Find the string "across" in the listing below and return each line it appears in.

[Task data]
━━━━━━━━
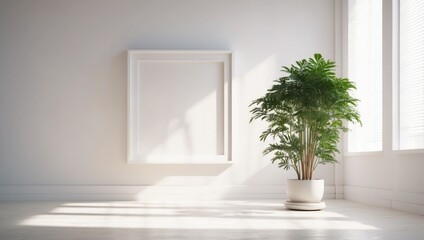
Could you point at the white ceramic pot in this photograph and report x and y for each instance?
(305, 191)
━━━━━━━━
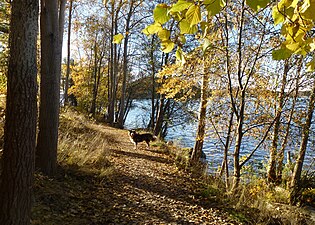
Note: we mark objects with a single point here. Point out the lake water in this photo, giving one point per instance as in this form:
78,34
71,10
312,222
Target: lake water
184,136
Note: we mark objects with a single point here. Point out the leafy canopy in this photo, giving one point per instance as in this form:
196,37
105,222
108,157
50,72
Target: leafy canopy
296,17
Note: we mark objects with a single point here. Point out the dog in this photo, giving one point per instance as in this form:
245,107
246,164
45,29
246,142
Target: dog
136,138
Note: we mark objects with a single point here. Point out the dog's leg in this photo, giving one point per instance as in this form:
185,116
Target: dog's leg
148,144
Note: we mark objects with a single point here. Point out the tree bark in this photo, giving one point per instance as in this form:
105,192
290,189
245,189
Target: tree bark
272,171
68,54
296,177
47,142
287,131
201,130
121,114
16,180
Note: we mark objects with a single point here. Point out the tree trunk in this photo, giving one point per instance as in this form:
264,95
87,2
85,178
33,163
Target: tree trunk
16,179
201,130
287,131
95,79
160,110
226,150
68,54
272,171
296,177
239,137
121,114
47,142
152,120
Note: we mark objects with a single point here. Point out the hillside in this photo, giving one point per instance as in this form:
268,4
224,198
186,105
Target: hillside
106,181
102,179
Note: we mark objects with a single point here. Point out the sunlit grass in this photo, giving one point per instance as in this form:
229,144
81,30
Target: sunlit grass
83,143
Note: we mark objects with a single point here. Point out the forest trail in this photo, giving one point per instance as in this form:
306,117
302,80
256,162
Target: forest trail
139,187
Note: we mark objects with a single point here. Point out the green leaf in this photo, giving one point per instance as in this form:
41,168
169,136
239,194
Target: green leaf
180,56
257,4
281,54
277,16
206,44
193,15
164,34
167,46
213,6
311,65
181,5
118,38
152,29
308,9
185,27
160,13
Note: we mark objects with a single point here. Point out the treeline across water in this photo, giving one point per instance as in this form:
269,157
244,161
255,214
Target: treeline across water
━━━━━━━━
[Result for this task]
Note: we mark objects with a single point here. Point out the treeline across water in this photo, giving one point per instance as in this form:
Target: treeline across water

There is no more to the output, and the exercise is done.